> _Document segment_:
-=-=-
Thursday, May 21, 2009

Marcia

I meet an interesting lady today. Her name is Marcia. She's 52.

She started to ask me questions because she noticed that I had an Ipod Nano. Odd way to make a friend, but it's me. She asked me a few questions about the device, technology, and me. After a while we just talked about everything under the sun. It was pretty nice. In my opinion, she was a dynamic, retro, inspiring woman that knows her stuff. She had a few dozen ideas that were just amazing.

I talked to her about Mom, my views of life, a few of my theologies, my goals, school, life situation, my illnesses, and even my wierd love for children. Ironically it all made sense to her. Or so she said :S

When it came time to say goodbye, she said that I was an interesting, animated, well rounded, young woman. This coming from a lady that has meet dozens upon dozens of people, I'm not going to be think she's bluffing. I made me feel wierd inside.

Mainly because we talked about social life. When I meet someone, I tell them straight up about myself. I give them all I've got. If they dont like the heat of the fire, get away. I am myself, don't change me because I am hapy with who I am. You can guide, encourage, and suggest. But you will not change me. I am me, and if you love me, you will love me for all that I am. Illness, family, stress, tears, mania, energy, and keener person that I am. If not, why bother? I'm not just going to be one person that's dull. That's not who you meet. I know it's not.

It was a personal growth. We talked about cognitive therapy. About youth. About life. Things that a few of my peers don't realy understand. Things that really I shouldn't understand.
-=-=-
(Data taken from a collection)
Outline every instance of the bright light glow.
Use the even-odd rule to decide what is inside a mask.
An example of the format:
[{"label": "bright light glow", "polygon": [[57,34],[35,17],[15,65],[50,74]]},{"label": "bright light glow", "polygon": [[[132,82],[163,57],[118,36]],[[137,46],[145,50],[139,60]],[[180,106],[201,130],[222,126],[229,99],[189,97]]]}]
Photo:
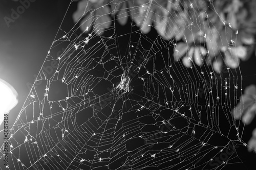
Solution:
[{"label": "bright light glow", "polygon": [[8,113],[18,103],[18,93],[8,83],[0,79],[0,124],[4,114]]}]

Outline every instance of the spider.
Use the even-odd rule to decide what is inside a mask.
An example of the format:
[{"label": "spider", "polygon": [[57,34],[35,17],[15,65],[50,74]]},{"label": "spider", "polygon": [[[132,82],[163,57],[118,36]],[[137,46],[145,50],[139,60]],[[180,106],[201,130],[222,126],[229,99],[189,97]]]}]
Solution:
[{"label": "spider", "polygon": [[122,75],[122,77],[121,78],[121,82],[116,87],[116,89],[119,89],[117,93],[119,93],[119,92],[123,90],[124,90],[124,93],[126,93],[130,91],[130,79],[129,76],[125,76],[124,74]]}]

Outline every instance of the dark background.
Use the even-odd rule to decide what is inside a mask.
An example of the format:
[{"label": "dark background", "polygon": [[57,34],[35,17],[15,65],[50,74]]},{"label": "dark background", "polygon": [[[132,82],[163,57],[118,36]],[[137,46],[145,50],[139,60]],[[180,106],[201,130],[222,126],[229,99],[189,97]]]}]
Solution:
[{"label": "dark background", "polygon": [[[28,83],[34,82],[35,75],[42,65],[69,4],[69,0],[35,1],[8,27],[4,17],[11,18],[11,9],[16,10],[21,4],[19,2],[0,1],[0,78],[14,87],[19,100],[18,105],[9,114],[10,125],[13,123],[24,103],[30,90]],[[72,4],[70,11],[75,11],[76,4]],[[70,25],[72,25],[71,15],[68,14],[69,15],[67,15],[68,20],[70,19]],[[241,65],[245,77],[244,89],[255,82],[254,76],[247,76],[255,75],[254,63],[253,53],[253,57]],[[253,122],[244,130],[243,139],[246,142],[250,138],[255,123]],[[253,166],[256,160],[254,154],[247,153],[244,147],[240,147],[237,151],[246,167],[245,168],[249,169]]]}]

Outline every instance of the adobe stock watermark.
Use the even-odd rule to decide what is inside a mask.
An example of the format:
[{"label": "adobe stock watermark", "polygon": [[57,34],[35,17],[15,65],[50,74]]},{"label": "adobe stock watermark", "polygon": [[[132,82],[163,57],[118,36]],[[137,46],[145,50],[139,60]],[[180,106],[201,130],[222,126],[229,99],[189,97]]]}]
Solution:
[{"label": "adobe stock watermark", "polygon": [[[156,133],[155,135],[151,136],[149,138],[146,139],[146,140],[144,141],[144,144],[149,145],[148,147],[143,149],[136,154],[133,154],[132,153],[130,153],[129,155],[133,160],[132,163],[129,163],[128,164],[125,164],[125,162],[122,161],[121,163],[123,165],[122,166],[121,169],[122,170],[131,169],[131,167],[132,167],[136,163],[136,162],[137,162],[139,160],[139,159],[136,159],[136,158],[140,156],[143,156],[143,155],[147,151],[146,149],[151,149],[151,148],[152,148],[154,147],[154,144],[155,143],[157,143],[157,142],[158,142],[158,139],[163,137],[163,133],[165,133],[169,132],[173,127],[174,128],[174,126],[172,124],[163,124],[160,128],[161,132],[160,133]],[[148,142],[147,142],[146,141]],[[151,156],[154,157],[155,155],[152,155]]]},{"label": "adobe stock watermark", "polygon": [[[229,142],[228,147],[226,147],[224,150],[222,150],[221,154],[219,156],[215,156],[213,159],[211,159],[209,165],[212,167],[217,167],[223,164],[226,163],[226,161],[228,159],[228,158],[234,152],[235,149],[239,147],[239,145],[237,145],[234,147],[231,142]],[[209,169],[206,169],[205,170]]]},{"label": "adobe stock watermark", "polygon": [[33,3],[35,2],[36,0],[20,0],[19,1],[20,5],[18,6],[17,8],[15,9],[12,8],[11,9],[11,13],[9,16],[5,16],[4,17],[4,20],[7,26],[7,27],[10,27],[10,23],[11,22],[14,22],[19,17],[20,15],[23,14],[26,9],[30,7],[31,3]]}]

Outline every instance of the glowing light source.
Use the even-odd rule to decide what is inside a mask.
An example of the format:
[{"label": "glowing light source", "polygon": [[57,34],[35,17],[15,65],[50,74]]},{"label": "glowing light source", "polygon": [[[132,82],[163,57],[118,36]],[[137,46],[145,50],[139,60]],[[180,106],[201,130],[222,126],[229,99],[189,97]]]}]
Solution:
[{"label": "glowing light source", "polygon": [[0,79],[0,124],[4,114],[8,113],[18,103],[18,93],[8,83]]}]

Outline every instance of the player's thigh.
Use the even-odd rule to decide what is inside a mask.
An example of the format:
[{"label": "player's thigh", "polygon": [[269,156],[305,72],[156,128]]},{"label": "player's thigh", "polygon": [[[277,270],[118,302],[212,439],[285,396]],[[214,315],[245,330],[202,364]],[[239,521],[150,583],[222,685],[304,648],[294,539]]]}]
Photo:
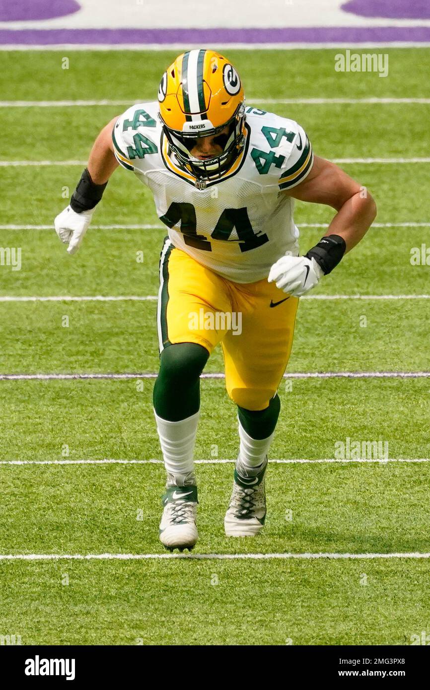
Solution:
[{"label": "player's thigh", "polygon": [[166,238],[159,266],[157,326],[160,352],[168,345],[190,342],[211,353],[225,335],[217,314],[231,310],[223,279]]},{"label": "player's thigh", "polygon": [[261,290],[247,300],[252,308],[247,304],[242,313],[242,332],[229,331],[222,340],[227,392],[247,410],[265,409],[277,391],[291,352],[299,302],[276,286],[260,283]]}]

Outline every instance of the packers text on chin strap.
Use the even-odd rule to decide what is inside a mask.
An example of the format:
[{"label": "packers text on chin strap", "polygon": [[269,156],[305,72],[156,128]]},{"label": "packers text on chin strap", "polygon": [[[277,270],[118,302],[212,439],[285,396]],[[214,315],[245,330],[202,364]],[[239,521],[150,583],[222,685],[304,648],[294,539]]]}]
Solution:
[{"label": "packers text on chin strap", "polygon": [[86,168],[70,199],[72,210],[76,213],[81,213],[94,208],[101,199],[107,184],[95,184]]},{"label": "packers text on chin strap", "polygon": [[308,259],[315,259],[326,275],[338,266],[346,248],[345,240],[340,235],[328,235],[322,237],[318,244],[309,249],[305,256]]}]

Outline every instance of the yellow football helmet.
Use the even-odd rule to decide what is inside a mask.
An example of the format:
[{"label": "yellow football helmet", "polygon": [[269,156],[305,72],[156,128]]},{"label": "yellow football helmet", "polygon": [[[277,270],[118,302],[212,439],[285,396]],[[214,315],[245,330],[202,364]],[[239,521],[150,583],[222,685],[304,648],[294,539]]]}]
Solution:
[{"label": "yellow football helmet", "polygon": [[[196,178],[222,177],[240,155],[246,133],[244,90],[231,63],[214,50],[183,53],[163,75],[158,100],[163,129],[179,164]],[[192,157],[196,139],[209,135],[222,152],[204,160]]]}]

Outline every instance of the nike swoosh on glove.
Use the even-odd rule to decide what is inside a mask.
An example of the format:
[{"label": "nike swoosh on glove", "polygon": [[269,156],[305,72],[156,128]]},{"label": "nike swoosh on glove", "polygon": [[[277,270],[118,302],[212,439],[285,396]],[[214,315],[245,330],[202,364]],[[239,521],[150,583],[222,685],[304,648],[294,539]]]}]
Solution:
[{"label": "nike swoosh on glove", "polygon": [[54,221],[55,232],[62,242],[68,243],[68,252],[75,254],[79,248],[84,235],[88,229],[94,209],[77,213],[71,206],[61,211]]},{"label": "nike swoosh on glove", "polygon": [[281,257],[270,270],[267,282],[293,297],[300,297],[319,282],[324,271],[315,259],[307,257]]}]

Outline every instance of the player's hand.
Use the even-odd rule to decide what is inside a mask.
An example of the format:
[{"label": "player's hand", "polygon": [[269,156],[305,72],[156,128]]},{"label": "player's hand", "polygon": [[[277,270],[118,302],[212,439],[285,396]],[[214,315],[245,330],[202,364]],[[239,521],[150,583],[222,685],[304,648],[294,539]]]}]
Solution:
-=-=-
> _Prompt_: Continue the blog entry about meeting Marcia, starting right after its last sentence.

> _Task answer_:
At camp (jump topics!) I felt a little out of place. Given that I'm a leader, I felt that first off that's what I should be. But I was a youth, a Rover. So trying to develope that mind set was difficult. I got mixed a reviews about my age. The Ventures and Rovers thought I was 17/18 (hehe.. I fit right in...), and the leaders thought I was anywhere from 23-28 (a little old, but that's ok, just means I'm mature right?). It seemed like a great compliment. It means I have the two faces down pack. It also means that I've spent too much time being grown up and not enough being a kid. :P

I dont regret my life, and thats something that I have to stress. Because if I did, then, in a round about way, I'd regret being the person I am now. Because of Personal growth. Because it's part of what shaped me. I'm defining what spirituality means to me, given that it's a big part of Scouts (Scout's own). It's a little awkward but also very refreshing.

And all of this was discussed in far greater depth then what I have just typed of course. In 30 mins. I have Marcia's number, and she has mine. I feel another Abbey coming into my life. <3

(I dont discriminate people or friends due to age. Everyone has something to give, even if they dont know it.)

Thank you Marcia for taking the bold step to talk to me today.